**SELECTED EXCERPT**
┌──

Recently we embarked on an adventure to attend my niece’s wedding. The moment we got wind of the impending wedding, I knew I was going to have to make a quilt for her and her husband. Of course, being a quilter, any excuse will do in order to plan a quilt and go fabric shopping.
A good friend of mine who has her own quilting business, helped me pick the pattern and fabric and then the “wedding quilt” took priority in my life until it was completed, well ahead of schedule. I looked it over, and loved the batiks, the way the pattern worked together, the quilting came out beautifully, and decided that my niece should get a lamp for her new home and I would keep the quilt.
Just kidding. Actually, I was pleased as punch to wrap it with pretty wedding paper and a special prayer to the new couple and move on to the process of packing.
It is a process. At least for me it is. There are currently nine people in our family, from ages 6 months up to…. um, adult ages. Plus, we were staying over the weekend in a hotel. That meant we needed dress up clothes for the wedding, and for church the next day. Also, I had to be sure I had everything we would possibly need as there was no access to washer and dryer.
The first step for me was to make lists. Yes, that was plural. I made a list for each person in the family, and what needed to be packed for them. The older children helped the younger children. We have these fantastic LLBean bags with our names embroidered on them, except for the baby who hasn’t gotten his yet from the clever grandparent who started this tradition. Not that I am hinting, by the way.
We set up all the kids’ bags in a central place, and they start putting items from the list in, after I check to make sure they aren’t packing inapropriately. You know, things like, a nice warm fleecy sweatshirt in July in a hot and humid state, instead of a short sleeved t-shirt. Or, the grungy, holy, gardening pants instead of something more acceptable for public viewing.
All the hang up type clothes get ironed and laid out so they will hopefully be somewhat wrinkle free. Church shoes are wrapped in plastic bags and put in the bags. As we pack, we cross the items off the list, so if anything needs to be added later, we know, for whom, and how many.
That is the easy part. The hard part is all the “miscellaneous” items, for which I have a separate and very long list. That list includes everything from toothpaste, to books to diapers to jewelry. All those little amenities that make up our hygiene and comfort.
On yet another list I have food items to take. With our size family eating out for each meal is out of the question. We knew our rooms had microwaves and small refrigerators, and that was a boon to not blowing our budget on meals. Knowing the trip would be around 12 or 13 hours, I made a boatload of sandwiches. We brought two coolers with us packed with yogurt, sandwiches, baby carrots, and snack items.

└──

**RECORDS FOR THE EXERCISE**

┌──

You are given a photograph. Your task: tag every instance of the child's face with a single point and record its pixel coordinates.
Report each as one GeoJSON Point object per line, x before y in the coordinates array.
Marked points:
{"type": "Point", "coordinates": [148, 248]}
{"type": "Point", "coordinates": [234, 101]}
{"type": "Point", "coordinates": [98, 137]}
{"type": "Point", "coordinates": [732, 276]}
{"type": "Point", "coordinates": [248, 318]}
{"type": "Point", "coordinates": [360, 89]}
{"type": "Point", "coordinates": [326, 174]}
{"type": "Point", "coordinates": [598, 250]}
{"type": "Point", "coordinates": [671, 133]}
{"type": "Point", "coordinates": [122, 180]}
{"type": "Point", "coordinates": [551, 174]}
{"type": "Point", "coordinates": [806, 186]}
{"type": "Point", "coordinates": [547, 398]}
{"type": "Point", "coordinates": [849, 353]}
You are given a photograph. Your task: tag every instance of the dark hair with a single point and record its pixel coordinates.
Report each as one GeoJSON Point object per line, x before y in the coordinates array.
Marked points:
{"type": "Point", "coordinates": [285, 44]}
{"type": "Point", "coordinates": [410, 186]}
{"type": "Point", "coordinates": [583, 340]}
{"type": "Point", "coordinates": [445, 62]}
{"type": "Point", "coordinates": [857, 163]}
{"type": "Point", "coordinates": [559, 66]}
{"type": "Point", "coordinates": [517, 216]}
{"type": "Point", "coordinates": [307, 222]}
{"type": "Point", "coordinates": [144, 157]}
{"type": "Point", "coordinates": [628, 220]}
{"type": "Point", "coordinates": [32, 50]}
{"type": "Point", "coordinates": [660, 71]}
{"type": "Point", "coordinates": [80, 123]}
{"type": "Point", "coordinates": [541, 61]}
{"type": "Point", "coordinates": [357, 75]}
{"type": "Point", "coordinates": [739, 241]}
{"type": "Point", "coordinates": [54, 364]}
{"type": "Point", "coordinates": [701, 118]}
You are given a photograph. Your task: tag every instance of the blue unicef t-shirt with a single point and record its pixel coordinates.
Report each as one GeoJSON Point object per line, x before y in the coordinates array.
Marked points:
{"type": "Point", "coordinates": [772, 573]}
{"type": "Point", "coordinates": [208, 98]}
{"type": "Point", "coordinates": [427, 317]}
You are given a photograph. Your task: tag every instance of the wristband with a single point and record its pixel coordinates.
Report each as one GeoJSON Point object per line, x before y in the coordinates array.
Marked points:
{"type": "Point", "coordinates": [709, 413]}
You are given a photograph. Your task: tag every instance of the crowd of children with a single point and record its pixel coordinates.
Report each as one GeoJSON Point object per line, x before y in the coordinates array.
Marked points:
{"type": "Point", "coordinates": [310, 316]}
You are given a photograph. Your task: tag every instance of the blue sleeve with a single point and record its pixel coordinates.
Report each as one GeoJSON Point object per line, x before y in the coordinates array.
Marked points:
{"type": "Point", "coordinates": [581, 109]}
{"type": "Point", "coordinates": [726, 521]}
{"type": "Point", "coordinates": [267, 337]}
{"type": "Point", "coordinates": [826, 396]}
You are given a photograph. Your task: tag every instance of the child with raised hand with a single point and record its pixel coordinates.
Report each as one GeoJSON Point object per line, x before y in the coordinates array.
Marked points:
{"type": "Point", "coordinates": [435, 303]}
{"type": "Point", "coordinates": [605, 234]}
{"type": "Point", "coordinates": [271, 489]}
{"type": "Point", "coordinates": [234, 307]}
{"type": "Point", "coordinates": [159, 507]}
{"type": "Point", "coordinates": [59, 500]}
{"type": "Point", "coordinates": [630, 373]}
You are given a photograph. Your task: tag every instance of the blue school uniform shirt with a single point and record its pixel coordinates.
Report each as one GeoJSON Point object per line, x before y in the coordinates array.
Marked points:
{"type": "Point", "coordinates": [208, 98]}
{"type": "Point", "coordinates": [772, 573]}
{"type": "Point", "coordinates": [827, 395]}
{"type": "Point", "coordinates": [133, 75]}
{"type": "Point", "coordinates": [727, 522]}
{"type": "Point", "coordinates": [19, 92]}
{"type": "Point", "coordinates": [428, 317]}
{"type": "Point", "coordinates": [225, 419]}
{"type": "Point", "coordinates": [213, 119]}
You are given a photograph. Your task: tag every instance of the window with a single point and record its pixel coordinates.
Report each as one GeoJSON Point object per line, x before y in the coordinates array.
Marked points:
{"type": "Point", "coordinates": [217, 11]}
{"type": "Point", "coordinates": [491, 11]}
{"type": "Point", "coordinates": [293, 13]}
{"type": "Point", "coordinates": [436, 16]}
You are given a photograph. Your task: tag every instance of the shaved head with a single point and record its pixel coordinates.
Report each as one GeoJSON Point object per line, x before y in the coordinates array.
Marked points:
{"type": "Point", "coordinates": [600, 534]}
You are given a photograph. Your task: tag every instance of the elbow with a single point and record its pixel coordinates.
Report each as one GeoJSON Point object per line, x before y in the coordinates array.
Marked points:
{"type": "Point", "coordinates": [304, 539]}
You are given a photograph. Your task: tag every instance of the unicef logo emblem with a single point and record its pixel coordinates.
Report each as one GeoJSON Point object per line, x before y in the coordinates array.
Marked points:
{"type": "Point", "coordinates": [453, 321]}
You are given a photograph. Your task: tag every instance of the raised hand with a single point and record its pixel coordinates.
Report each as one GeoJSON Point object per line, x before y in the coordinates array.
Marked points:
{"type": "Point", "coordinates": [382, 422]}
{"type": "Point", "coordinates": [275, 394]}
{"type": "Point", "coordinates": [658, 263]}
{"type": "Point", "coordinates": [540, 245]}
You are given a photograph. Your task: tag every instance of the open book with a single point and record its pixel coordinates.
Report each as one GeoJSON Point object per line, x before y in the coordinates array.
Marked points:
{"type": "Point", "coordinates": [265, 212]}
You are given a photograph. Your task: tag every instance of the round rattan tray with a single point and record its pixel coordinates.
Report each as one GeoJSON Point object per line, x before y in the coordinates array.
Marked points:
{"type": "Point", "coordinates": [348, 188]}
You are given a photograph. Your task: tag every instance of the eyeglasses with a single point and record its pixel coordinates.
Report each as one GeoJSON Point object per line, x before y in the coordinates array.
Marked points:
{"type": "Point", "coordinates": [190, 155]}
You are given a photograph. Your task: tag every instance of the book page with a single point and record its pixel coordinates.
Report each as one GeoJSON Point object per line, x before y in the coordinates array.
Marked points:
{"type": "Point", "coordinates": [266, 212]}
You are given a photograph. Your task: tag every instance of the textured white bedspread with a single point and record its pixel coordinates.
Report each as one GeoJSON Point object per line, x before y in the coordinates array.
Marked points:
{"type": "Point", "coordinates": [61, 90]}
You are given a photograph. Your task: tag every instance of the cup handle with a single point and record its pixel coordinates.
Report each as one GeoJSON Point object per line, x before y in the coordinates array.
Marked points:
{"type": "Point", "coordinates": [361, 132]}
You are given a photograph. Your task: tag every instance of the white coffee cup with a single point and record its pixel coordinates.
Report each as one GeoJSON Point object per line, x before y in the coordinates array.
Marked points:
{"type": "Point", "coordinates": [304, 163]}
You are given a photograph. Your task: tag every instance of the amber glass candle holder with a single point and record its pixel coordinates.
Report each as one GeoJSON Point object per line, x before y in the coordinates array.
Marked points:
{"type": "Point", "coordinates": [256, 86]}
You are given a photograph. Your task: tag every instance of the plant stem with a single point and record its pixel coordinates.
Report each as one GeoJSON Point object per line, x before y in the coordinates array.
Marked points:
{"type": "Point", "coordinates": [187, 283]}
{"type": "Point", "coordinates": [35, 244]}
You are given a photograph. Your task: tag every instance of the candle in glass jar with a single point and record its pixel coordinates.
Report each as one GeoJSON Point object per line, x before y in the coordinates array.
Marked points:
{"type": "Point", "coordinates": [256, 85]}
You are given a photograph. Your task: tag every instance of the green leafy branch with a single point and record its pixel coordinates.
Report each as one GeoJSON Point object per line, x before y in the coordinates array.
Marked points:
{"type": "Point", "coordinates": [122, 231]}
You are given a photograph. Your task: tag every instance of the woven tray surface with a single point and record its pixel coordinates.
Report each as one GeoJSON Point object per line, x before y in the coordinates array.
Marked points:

└──

**SET TASKS**
**a)** Translate this sentence from the wedding-trip text into Spanish: "The first step for me was to make lists."
**b)** In the rows, substitute "Tagged points" for "Marked points" in everything from the line containing "of the green" down to the last line of the rows. Return only those lines.

**SOLUTIONS BY TASK**
**a)** El primer paso para mí fue hacer listas.

**b)**
You are given a photograph. Your task: tag every instance of the green leafy branch with a single point and record its pixel coordinates.
Report each as one GeoJSON Point object per line, x before y in the coordinates array.
Tagged points:
{"type": "Point", "coordinates": [122, 231]}
You are given a photograph. Your task: tag every instance of the woven tray surface with a single point and record its pixel coordinates.
Report each as one GeoJSON Point object per line, x before y in the coordinates array.
Tagged points:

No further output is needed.